### УСЛОВИЯ ЗАДАНИЯ
a. Переведите на английский язык предложение из статьи о Пушкине, Софокле и Шекспире: «Ведь обыкновенно обособляются как бы две разные драматургии — античная и Нового времени».
b. Продолжите статью о мотивах совести и власти у Пушкина, Софокла и Шекспира, начав сразу после последнего приведенного в ней предложения.

====== ТЕКСТ ДОКУМЕНТА

Источник: Стефанов О. Мотивы совести и власти в произведениях Пушкина, Софокла и Шекспира //
Toronto Slavic Quarterly. 2007 (spring). №20.
Надеюсь, что сопоставление величайших имен мировой драматургии не вызовет нареканий. Особенно по отношению близости пушкинского "Бориса Годунова" духу Шекспировских трагедий. Но, если надо выискивать близость с наследием Древней Эллады, то обвинение в критической экстравагантности почти неизбежно. Ведь обыкновенно обособляются как бы две разные драматургии — античная и Нового времени. Это представление зафиксировано достаточно наглядно в утверждении известного специалиста по античной филологии В. Ярхо:
…Если какая-нибудь из (…) особенностей драматургического мышления Софокла еще может встретиться в каком-либо драматургическом произведении нового времени, то в своей совокупности они не находят себе соответствия ни в художественной практике европейской трагедии (особенно шекспировской), ни в теоретических представлениях о ней, вошедших в современную эстетику и литературоведении (Ярхо В. Драматургия Эсхила и некоторые проблемы древнегреческой трагедии. М., 1978. С. 222.)

============
====== РАЗДЕЛ ДАННЫХ

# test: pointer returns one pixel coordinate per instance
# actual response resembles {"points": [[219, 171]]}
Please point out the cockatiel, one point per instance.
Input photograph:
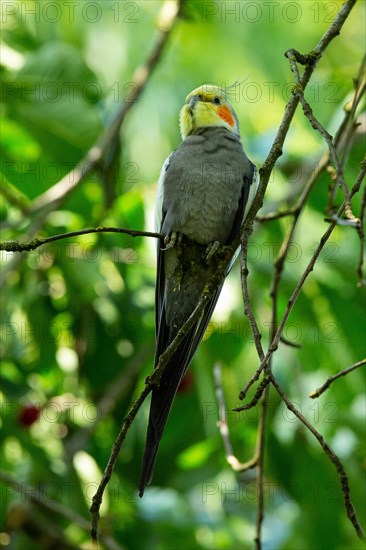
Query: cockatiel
{"points": [[205, 190]]}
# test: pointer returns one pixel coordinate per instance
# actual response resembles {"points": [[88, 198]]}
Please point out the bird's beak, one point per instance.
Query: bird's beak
{"points": [[192, 102]]}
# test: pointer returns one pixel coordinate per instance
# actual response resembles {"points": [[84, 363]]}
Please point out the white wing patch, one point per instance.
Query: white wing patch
{"points": [[160, 196]]}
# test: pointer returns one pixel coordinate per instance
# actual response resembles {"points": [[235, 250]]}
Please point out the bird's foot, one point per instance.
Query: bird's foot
{"points": [[210, 251], [171, 240]]}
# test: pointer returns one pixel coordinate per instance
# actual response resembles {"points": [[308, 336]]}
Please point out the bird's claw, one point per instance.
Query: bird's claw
{"points": [[171, 240], [210, 251]]}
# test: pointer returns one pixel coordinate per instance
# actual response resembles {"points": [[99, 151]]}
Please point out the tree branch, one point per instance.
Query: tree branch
{"points": [[331, 379], [31, 493], [15, 246], [222, 424]]}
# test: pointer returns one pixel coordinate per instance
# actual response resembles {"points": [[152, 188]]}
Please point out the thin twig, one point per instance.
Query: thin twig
{"points": [[351, 512], [291, 302], [15, 246], [329, 139], [222, 423], [265, 358], [331, 379], [361, 233], [29, 492]]}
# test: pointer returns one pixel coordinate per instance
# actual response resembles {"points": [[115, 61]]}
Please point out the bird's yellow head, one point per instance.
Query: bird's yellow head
{"points": [[207, 106]]}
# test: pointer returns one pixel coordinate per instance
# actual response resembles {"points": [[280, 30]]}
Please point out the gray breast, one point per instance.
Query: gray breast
{"points": [[203, 185]]}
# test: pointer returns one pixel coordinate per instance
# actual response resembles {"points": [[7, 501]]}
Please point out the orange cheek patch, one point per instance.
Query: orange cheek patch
{"points": [[226, 115]]}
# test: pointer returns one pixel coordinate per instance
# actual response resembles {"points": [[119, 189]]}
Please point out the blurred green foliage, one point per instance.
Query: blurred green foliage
{"points": [[78, 315]]}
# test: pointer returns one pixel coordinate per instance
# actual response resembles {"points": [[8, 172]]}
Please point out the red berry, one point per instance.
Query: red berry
{"points": [[29, 414]]}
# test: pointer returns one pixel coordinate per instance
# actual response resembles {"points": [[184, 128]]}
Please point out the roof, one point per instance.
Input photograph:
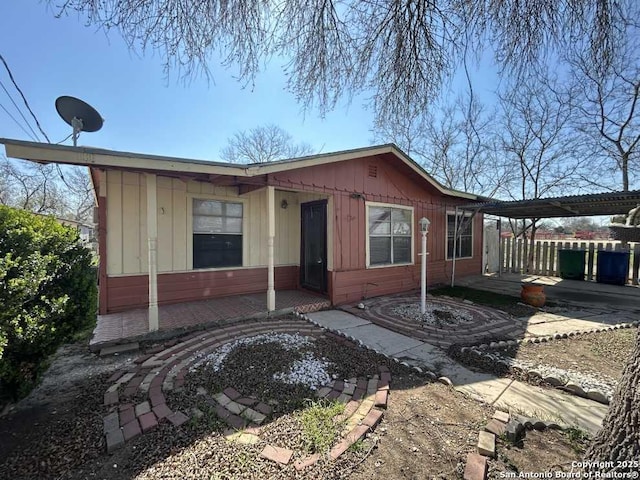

============

### ОТВЕТЫ К ЗАДАНИЯМ
a. After all, two different kinds of drama are usually set apart, as it were: the ancient and that of the modern age.

b.
С литературоведением и эстетикой дело действительно обстоит так. Без особого усилия можно перечислить всевозможные, сами по себе прославленные имена и школы, толкования, критические размышления, которые стремятся, как можно шире обосновать свои оценки. Но часто они переворачивают завещанный классиками смысл и при этом нарочно или непроизвольно исключают утверждения "конкурентов". И, если принять отдельную теорию за основу, совсем легко можно выстроить противостояние и в драматургии. Однако, мне кажется, что более плодотворно забыть на время о схоластических теориях и вернуться непосредственно к текстам, к смыслам, завещанным нам гениальными авторами прошлого. В драматургии есть один критерий, по которому мы можем понять заряд авторского послания — это развитие характеров. По мнению Александра Сергеевича Пушкина, это и есть признак подлинного искусства:
Заметим, что высокая комедия не основана единственно на смехе, но на развитии характеров, что нередко она близко подходит к трагедии. (Пушкин и театр. М., 1953. С. 393. При ссылках на это издание, в скобках будут указаны только страницы.)
Так вот, если проследить, как развиваются характеры, как соотносятся проблемы власти с жестокими и безнравственными методами ее завоевания и удержания — с последующими уколами совести, раскаяния за тяжелые преступления, можно найти несомненное сходство в величайших трагедиях совершенно разных эпох.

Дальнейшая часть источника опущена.